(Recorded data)
────────────────

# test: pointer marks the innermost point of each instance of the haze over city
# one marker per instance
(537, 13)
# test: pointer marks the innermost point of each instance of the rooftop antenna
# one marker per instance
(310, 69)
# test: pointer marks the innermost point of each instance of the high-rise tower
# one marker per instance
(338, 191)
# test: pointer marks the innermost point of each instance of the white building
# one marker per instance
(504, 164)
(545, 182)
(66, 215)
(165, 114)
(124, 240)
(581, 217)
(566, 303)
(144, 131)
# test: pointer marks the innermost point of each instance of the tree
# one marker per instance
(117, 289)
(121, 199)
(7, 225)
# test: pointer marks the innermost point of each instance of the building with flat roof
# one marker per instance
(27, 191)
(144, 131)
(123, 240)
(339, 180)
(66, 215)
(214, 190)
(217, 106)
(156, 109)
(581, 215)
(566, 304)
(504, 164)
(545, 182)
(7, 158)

────────────────

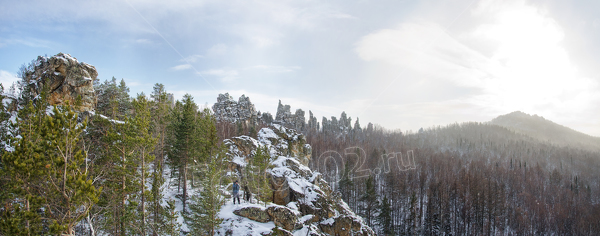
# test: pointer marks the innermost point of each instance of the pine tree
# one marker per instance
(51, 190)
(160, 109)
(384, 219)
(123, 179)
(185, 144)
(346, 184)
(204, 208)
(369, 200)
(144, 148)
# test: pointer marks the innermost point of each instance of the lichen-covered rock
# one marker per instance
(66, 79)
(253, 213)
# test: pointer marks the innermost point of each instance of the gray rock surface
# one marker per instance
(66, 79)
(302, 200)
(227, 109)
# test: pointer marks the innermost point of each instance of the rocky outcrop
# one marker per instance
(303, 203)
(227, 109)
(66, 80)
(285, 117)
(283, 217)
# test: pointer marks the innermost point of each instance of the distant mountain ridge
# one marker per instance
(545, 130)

────────────────

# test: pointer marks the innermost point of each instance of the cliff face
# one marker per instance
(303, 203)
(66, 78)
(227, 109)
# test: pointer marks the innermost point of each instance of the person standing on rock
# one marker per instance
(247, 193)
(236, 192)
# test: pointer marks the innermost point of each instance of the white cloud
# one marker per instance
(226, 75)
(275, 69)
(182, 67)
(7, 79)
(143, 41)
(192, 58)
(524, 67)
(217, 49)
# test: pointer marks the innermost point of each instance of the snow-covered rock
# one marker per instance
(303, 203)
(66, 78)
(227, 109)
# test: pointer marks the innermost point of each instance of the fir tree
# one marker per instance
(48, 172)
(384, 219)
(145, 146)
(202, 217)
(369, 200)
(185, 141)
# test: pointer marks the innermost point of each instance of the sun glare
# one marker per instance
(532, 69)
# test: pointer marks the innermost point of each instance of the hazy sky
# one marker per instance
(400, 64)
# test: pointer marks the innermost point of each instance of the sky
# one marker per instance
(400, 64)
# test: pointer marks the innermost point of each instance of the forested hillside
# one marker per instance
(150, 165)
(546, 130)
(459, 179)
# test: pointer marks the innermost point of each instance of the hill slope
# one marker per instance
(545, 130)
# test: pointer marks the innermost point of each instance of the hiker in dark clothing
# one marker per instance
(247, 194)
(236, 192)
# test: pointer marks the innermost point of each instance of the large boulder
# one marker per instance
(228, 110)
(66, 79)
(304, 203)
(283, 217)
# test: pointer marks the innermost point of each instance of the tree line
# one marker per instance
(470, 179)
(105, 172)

────────────────

• [PROBLEM] Every line in the records above that contains the word "building" is to be copied out.

• [ANSWER BOX]
# test: pointer marks the innermost point of each instance of the white building
# test: pointer marks the innermost point of each instance of the building with flat roof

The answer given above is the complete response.